» EXERCISE TEXT
'''

A GREENOCK cancer patient has taken part in a pioneering trial which allows doctors to carry out consultations remotely in 3D.

Paul Fitzgerald, 55, signed up for a ground-breaking project which uses technology to examine patients who are not in the same room as medics.

The project uses Microsoft's Holoportation communication technology and enables models of people to be reconstructed, compressed and transmitted anywhere in the world.

It is the first time it has been used in a clinical setting, allowing consultant plastic surgeon Professor Steven Lo, to treat and examine patients in their own homes.

Paul said: "About two years ago I discovered a lump on the back of my leg and I was diagnosed with a sarcoma cancer.

"Professor Lo asked me if I would be interested in taking part in the Holoportation technology trial and I was able to come and see a demonstration of how it would work.

“The benefits it gives as a patient are great.

"You don’t have to move around, the cameras give the consultant a full view of you and I found that it gave me a better understanding of my situation, as I could see everything on the screen.

"I think it helps inform patients, without upsetting them and without the need for loads of different meetings.

“Although you’re not in the same room, you still get a full and in-depth consultation.”

The project stemmed from discussions between Professor Lo and a Microsoft research team in 2019 and was initially looking at low to middle income countries.

But Covid 19 changed the focus to clinical testing in Glasgow the following year.

This allowed the research team to see immuno-compromised patients in a safe and socially distanced way.

'''

» ENTRIES SUPPLIED
'''

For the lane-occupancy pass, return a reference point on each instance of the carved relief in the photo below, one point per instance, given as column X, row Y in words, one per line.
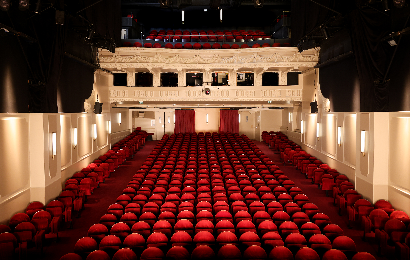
column 89, row 103
column 130, row 78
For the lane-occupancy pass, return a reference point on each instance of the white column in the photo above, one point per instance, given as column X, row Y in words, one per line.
column 130, row 78
column 233, row 77
column 283, row 78
column 181, row 78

'''

» TASK INSTRUCTIONS
1. In the news article about the Holoportation trial, what kind of cancer was Paul Fitzgerald diagnosed with?
2. Continue the news article about the Holoportation trial from its last sentence.
The entries were taken from a separate source and have no connection to the news article.

» ANSWERS BY ITEM NUMBER
1. A sarcoma cancer.

2.
Professor Lo, who is based at Canniesburn Plastic Surgery and Burns Unit in Glasgow, said: “We have patients that may have to travel up to five hours or maybe even have to take a plane from one of the islands to come for a consultation or physiotherapy with a specialist.

"We hope that this technology can be brought to remote communities to allow us to see patients in a much more convenient way for them, while retaining the same level of detail as an in-person consultation.

“Microsoft’s Holoportation communication technology was hugely beneficial during the height of the pandemic, where seeing patients face-to-face was a challenge.

"We have had really positive feedback from the patients who have been part of the trial.

"As we progress to the randomised trial stage, we hope to see more encouraging results with the view of one day bringing a service to people in remote parts of the country.”

Spencer Fowers, principal researcher at Microsoft, added: "By allowing doctors and clinicians to see patients in 3D, together we are advancing the state of the art and creating a better, higher fidelity experience to support organisations like the NHS to expand their services to rural and under-served communities."